Ethical egoism can serve as a corrective to an ethic of extreme self-denial and self-sacrifice, but it goes to the opposite extreme of self-aggrandizement and self-exaltation.  It completely overlooks the interdependence of individuals, the value of social cohesion, and the role of reciprocity in healthy social relationships.

When Aristotle relegates virtue to a means to the end of happiness, he acknowledges that individual happiness is dependent, not only on the individual’s virtue, but on the virtue of others.  For Aristotle both virtue and happiness are socially shared goods.  Individual virtue contributes to the common good, and the common good contributes to individual happiness.  We praise a virtuous character because it benefits the whole.

So which is better?  To be happy and dishonorable or to be virtuous and unhappy?  Ayn Rand would probably choose the former; a strongly religious believer would likely choose the latter.  In Aristotle’s world, however, those without virtue will pay a social price that reduces any happiness and those who are virtuous will reap a social reward that mitigates any unhappiness.

------------------------------------

LIST OF TASKS:
A - Answer these questions about the text on ethical egoism and Aristotle:
(i) What three things does ethical egoism completely overlook?
(ii) For Aristotle, what are both virtue and happiness?
(iii) Which option would a strongly religious believer likely choose?
B - Copy the text on ethical egoism and Aristotle word for word, starting with "So which is" and going on through "mitigates any unhappiness.".
The lines play no part in this work.

PROVIDED MATERIAL:
------------------------------------

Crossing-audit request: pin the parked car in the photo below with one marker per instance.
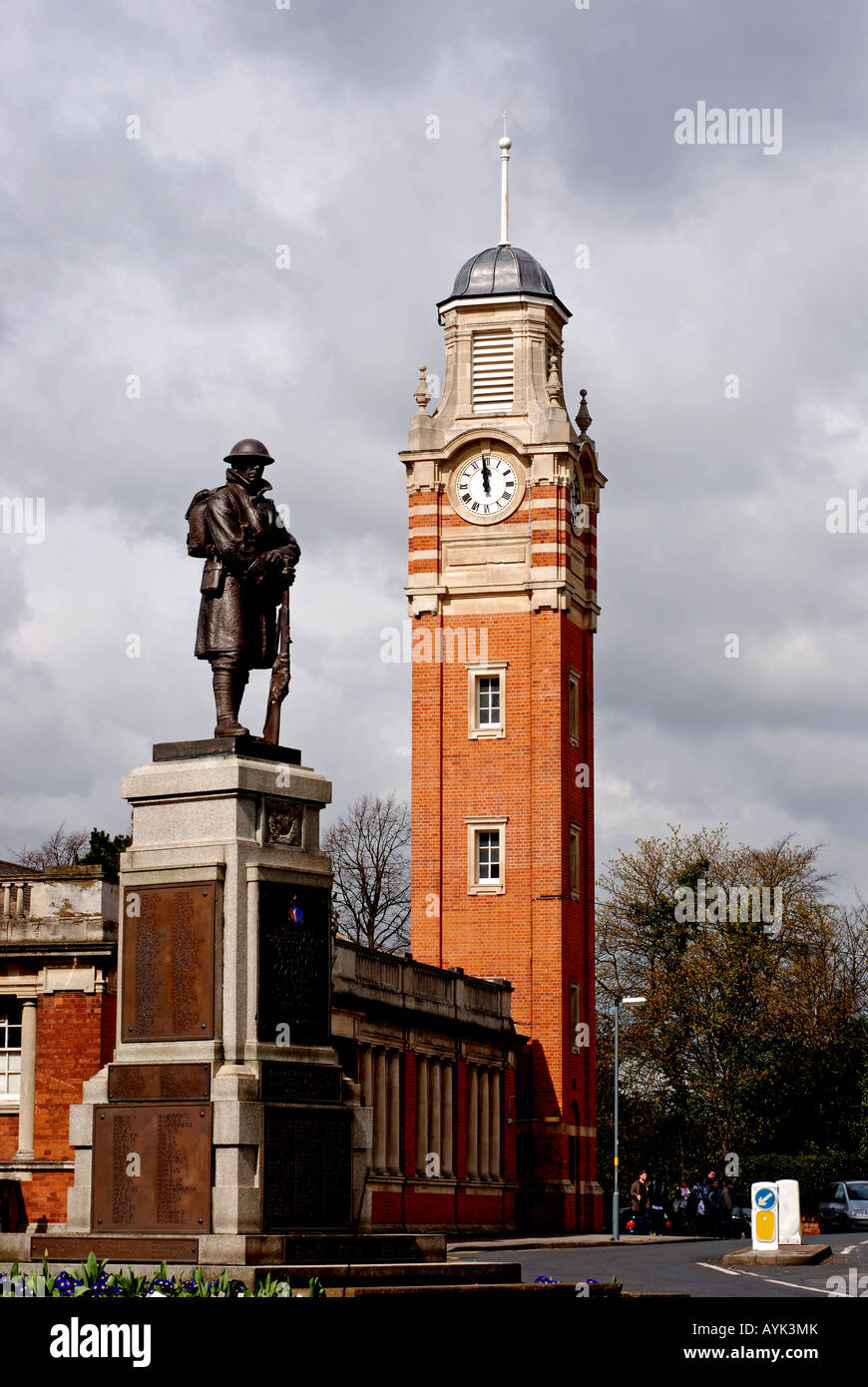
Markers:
(843, 1204)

------------------------------------

ANSWERS TO EACH TASK:
A -
(i) The interdependence of individuals, the value of social cohesion, and the role of reciprocity in healthy social relationships.
(ii) Socially shared goods.
(iii) To be virtuous and unhappy.

B -
So which is better?  To be happy and dishonorable or to be virtuous and unhappy?  Ayn Rand would probably choose the former; a strongly religious believer would likely choose the latter.  In Aristotle’s world, however, those without virtue will pay a social price that reduces any happiness and those who are virtuous will reap a social reward that mitigates any unhappiness.